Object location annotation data
★ ★ ★ ★ ★

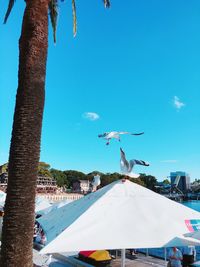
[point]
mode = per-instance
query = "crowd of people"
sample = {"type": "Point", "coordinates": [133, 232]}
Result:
{"type": "Point", "coordinates": [184, 257]}
{"type": "Point", "coordinates": [39, 235]}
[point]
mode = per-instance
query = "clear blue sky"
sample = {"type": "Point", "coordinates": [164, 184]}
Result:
{"type": "Point", "coordinates": [137, 66]}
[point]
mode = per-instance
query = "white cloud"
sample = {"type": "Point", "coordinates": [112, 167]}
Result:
{"type": "Point", "coordinates": [169, 161]}
{"type": "Point", "coordinates": [177, 103]}
{"type": "Point", "coordinates": [92, 116]}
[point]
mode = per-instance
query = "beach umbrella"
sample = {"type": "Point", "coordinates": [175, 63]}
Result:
{"type": "Point", "coordinates": [118, 216]}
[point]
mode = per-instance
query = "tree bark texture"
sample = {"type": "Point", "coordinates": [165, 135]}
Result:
{"type": "Point", "coordinates": [17, 235]}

★ ★ ★ ★ ★

### WHAT THE EXERCISE ASKS:
Strip out the pictures and quote the remaining data word for word.

### RESPONSE TO THIS TASK:
[point]
mode = per-instance
query = "crowd of people"
sample = {"type": "Point", "coordinates": [133, 232]}
Result:
{"type": "Point", "coordinates": [184, 257]}
{"type": "Point", "coordinates": [39, 235]}
[point]
mode = per-instance
query = "clear blue sky"
sample = {"type": "Point", "coordinates": [164, 184]}
Result:
{"type": "Point", "coordinates": [137, 66]}
[point]
mode = per-instance
query = "white cloud"
sample = {"type": "Point", "coordinates": [112, 167]}
Result:
{"type": "Point", "coordinates": [169, 161]}
{"type": "Point", "coordinates": [177, 103]}
{"type": "Point", "coordinates": [92, 116]}
[point]
mode = per-instance
query = "beach umbrella"
sample = {"type": "Point", "coordinates": [175, 63]}
Result:
{"type": "Point", "coordinates": [118, 216]}
[point]
mode = per-instance
query = "tree bark texture"
sample = {"type": "Point", "coordinates": [165, 135]}
Result:
{"type": "Point", "coordinates": [17, 235]}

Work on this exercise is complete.